Output the entries below exactly as written, omitting pictures.

-- START OF MATERIALS PROVIDED --

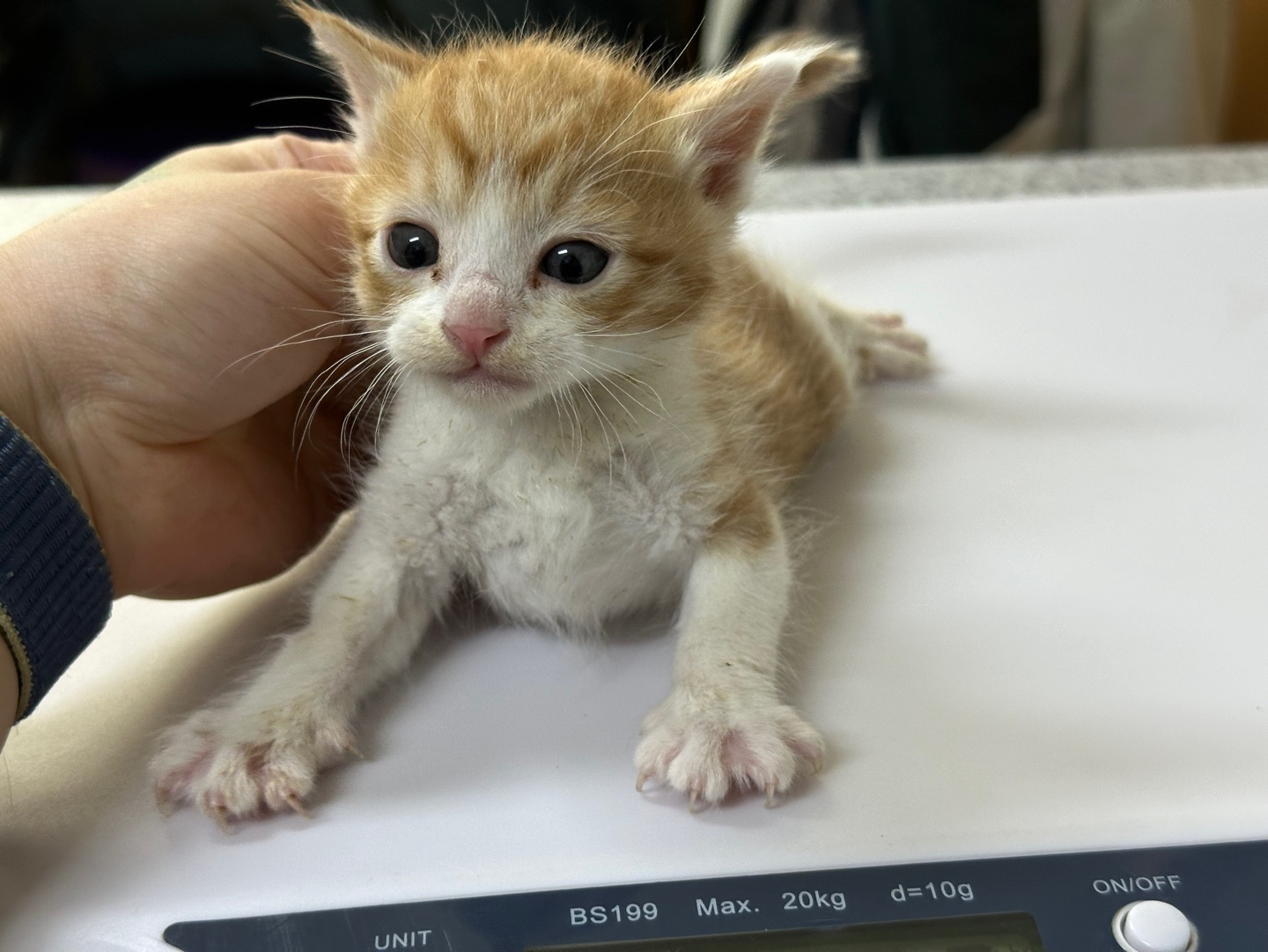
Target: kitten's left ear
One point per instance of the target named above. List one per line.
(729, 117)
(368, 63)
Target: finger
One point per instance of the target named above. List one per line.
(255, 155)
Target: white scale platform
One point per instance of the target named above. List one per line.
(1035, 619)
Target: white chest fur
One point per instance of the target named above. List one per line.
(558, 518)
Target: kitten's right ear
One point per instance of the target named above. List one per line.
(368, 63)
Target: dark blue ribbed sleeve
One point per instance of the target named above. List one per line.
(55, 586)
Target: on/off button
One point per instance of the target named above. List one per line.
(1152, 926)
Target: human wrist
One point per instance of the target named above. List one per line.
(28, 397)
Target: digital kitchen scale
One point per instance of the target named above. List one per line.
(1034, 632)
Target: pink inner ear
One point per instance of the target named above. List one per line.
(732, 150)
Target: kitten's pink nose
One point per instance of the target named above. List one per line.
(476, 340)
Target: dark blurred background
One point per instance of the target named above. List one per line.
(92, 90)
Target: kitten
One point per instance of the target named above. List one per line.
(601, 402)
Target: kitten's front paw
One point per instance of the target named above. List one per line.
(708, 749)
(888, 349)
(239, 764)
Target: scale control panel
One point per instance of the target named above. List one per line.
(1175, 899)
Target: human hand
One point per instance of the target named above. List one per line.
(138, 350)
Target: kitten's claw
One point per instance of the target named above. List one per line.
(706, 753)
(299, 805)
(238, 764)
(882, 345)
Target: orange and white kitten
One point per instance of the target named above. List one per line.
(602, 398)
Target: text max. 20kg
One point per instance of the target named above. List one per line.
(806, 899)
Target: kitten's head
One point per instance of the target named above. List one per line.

-- END OF MATERIALS PROVIDED --

RESULT:
Target: kitten's left ear
One point per instance of the target named above. List one per line.
(729, 117)
(368, 63)
Target: finger
One point per instance of the target named above. List one per line.
(255, 155)
Target: white scale platform
One point per instance of the target named above. List one per line.
(1035, 619)
Target: white chest fur
One point per instance of the target named above. List one per line.
(558, 518)
Target: kitten's right ear
One point per instance of the target named above. List one per line.
(368, 63)
Target: dark blue ribbed sleeve
One point per instance of the target named above. List one per line.
(55, 586)
Target: on/off button
One point per instance of the target named above. List one per line.
(1152, 926)
Target: human wrist
One point per instance of the target named above. List one per line.
(28, 397)
Target: digital kitchen scale
One point per instance of the target named above. List one per line.
(1034, 632)
Target: pink inner ear
One point per instance of the target named above. List one per line.
(732, 150)
Target: kitten's pink nose
One point per instance of the target named above. List one per line.
(476, 340)
Target: dark blurred background
One point per instance of the target named above. List one per line.
(92, 90)
Target: kitten
One point per instance of the target named above. List one per line.
(601, 402)
Target: kitten's front paw
One point per instance of the target named above. List one per line.
(708, 749)
(888, 349)
(239, 764)
Target: scale control panel
One point per instance of the target named above. List one per line.
(1175, 899)
Target: human hand
One point per instance of the target named above. List one per line.
(138, 350)
Target: kitten's claw
One point per instance of the target named above. List one per line.
(706, 753)
(299, 805)
(238, 764)
(882, 345)
Target: orange and white kitten
One point per instance of the target named above. List one per line.
(602, 398)
Target: text max. 20kg
One point per instance of the target named above. List one per line.
(806, 899)
Target: kitten's head
One point per instance of the target named above. List one per line.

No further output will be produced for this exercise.